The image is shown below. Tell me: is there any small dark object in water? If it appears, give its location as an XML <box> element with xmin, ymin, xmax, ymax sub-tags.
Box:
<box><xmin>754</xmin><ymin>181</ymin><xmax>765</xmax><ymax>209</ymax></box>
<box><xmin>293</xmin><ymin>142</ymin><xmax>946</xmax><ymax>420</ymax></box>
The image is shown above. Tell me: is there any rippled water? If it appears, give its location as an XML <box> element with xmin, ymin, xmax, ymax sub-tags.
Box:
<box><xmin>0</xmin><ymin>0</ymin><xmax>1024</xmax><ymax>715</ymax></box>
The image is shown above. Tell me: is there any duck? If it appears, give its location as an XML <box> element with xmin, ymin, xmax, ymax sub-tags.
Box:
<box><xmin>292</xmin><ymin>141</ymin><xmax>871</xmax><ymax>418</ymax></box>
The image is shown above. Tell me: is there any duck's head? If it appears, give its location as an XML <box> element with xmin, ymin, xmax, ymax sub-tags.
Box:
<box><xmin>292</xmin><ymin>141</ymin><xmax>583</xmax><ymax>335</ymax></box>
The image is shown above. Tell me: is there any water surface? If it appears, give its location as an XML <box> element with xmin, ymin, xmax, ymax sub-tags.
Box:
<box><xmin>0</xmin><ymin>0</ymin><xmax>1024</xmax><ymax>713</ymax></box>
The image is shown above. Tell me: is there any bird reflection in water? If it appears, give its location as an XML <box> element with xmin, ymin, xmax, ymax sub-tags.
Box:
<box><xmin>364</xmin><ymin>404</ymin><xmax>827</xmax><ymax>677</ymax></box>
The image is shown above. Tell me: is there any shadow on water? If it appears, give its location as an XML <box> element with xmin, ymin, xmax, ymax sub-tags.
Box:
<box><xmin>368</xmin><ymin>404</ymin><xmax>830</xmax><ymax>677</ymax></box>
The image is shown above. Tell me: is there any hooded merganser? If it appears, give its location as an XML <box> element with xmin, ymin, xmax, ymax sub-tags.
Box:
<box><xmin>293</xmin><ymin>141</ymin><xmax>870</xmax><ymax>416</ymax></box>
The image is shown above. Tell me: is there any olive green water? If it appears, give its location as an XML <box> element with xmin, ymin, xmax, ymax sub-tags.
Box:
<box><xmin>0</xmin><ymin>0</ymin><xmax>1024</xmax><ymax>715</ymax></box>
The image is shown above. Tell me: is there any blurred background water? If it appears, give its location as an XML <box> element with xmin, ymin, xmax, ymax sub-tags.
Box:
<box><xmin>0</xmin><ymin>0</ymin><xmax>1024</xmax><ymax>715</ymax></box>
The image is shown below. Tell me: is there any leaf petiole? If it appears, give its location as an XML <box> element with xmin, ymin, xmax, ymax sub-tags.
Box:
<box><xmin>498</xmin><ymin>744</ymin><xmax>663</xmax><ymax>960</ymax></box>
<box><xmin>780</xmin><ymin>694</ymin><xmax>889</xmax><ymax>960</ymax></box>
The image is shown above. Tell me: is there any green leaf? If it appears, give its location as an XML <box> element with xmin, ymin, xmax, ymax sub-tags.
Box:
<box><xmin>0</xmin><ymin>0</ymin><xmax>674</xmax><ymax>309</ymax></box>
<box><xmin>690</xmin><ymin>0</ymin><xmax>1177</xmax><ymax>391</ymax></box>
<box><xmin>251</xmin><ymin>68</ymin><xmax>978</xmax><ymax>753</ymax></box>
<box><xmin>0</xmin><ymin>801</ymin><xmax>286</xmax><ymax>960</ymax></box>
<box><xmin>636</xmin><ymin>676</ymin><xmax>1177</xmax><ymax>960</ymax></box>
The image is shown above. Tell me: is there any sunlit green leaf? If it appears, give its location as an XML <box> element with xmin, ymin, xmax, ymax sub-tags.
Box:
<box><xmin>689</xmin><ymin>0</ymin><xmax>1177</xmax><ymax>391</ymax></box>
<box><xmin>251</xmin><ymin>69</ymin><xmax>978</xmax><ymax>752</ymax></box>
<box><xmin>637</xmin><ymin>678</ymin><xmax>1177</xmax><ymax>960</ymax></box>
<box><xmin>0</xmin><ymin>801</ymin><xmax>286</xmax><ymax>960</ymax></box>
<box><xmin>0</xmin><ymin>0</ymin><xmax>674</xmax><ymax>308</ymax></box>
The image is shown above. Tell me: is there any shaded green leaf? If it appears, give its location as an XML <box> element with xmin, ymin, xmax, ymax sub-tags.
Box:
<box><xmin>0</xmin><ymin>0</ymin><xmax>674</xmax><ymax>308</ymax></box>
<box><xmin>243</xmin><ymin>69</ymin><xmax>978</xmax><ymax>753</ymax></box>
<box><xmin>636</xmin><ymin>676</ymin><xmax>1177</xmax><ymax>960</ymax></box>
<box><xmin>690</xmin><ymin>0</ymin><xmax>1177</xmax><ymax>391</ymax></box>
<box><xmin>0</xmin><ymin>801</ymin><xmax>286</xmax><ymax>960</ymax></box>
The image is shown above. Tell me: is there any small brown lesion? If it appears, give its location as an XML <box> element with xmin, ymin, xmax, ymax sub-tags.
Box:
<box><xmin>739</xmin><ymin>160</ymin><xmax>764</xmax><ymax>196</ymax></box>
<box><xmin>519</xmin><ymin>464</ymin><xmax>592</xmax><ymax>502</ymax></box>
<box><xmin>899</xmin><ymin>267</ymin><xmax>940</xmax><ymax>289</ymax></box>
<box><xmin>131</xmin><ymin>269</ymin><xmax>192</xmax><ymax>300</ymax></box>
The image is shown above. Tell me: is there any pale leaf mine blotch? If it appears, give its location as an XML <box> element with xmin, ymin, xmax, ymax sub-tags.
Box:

WHAT TO PRODUCE:
Identify each line above that contains the string "water" and copy it in full.

RESPONSE TO THE EXERCISE:
The image is shown below. Tell me: is there any small dark object in water? If it appears, give its location as an XML <box> element with xmin, ymin, xmax, ymax sub-tags.
The image is shown above. Tell me: is there any rippled water? If it appears, give its location as an XML <box> element with xmin, ymin, xmax, ymax sub-tags.
The image is shown above. Tell me: is there any water surface? If it appears, give its location as an XML <box> element with xmin, ymin, xmax, ymax sub-tags.
The image is shown above. Tell me: is there any bird reflection in water? If it appears, give its location as an XML <box> element with xmin, ymin, xmax, ymax sub-tags.
The image is shown above. Tell me: is there any shadow on water? If it appears, give its location as an XML <box> element with xmin, ymin, xmax, ymax sub-tags.
The image is shown above. Tell me: is there any olive green water? If it appears, give its location as an XML <box> element with xmin, ymin, xmax, ymax sub-tags.
The image is shown above. Tell me: is there any blurred background water? If it appears, give its location as an XML <box> element with xmin, ymin, xmax, ymax sub-tags.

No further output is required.